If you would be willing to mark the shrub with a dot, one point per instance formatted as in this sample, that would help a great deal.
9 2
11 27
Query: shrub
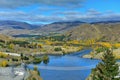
58 49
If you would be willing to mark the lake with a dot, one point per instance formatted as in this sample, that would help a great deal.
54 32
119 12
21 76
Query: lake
68 67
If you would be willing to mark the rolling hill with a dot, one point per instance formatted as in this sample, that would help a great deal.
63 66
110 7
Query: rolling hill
59 26
102 31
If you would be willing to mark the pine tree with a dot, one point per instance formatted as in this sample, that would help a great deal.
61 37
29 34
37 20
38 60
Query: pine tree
107 69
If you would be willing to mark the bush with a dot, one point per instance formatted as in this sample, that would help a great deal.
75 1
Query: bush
4 63
45 59
58 49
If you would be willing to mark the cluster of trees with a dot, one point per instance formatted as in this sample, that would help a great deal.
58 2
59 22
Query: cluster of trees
44 59
3 55
108 69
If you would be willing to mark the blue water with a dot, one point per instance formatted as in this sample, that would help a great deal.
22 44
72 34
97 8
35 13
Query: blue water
68 67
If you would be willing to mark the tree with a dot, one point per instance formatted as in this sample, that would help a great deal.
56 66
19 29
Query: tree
107 69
____________________
What to do: This task asks for the data above repeated exactly, without a single picture.

Your solution:
If you would be willing to mark the shrub with a dot, one point per instance formatted as in this sample, that would help a great deal.
9 2
11 27
Query: shrub
58 49
If you would be willing to mark the lake with a dot, one point per instance formatted as in this sample, that would help a great deal.
54 32
119 12
21 76
Query: lake
68 67
If you would be willing to mark the rolling hill with a dot, one point per instance formatted as in this sample, that would help a great deal.
63 66
110 7
Query: rolling hill
59 26
102 31
If you would be willing to mark the pine tree with a dot, one point per instance formatted as in this sample, that would help a great deal.
61 37
29 34
37 20
38 60
Query: pine tree
107 69
If you would be willing to mark the bush with a dot, one point per instance formatted as in this sample, that would help a great deal.
75 1
Query: bush
4 63
45 59
58 49
If you would be willing to mark the cluster of trees with a dot, one point per instance formatted as in this sample, that would help a great deal.
58 2
59 22
Query: cluster of trees
44 59
3 55
108 69
If you would be willing to mark the blue water with a dot, one point per instance formatted as in this sample, that would help a great deal.
22 44
72 34
97 8
35 13
Query: blue water
68 67
If you would be willing to mark the tree with a dot, one point per instance formatted as in this sample, that would help a great deal.
56 66
19 29
Query: tree
107 69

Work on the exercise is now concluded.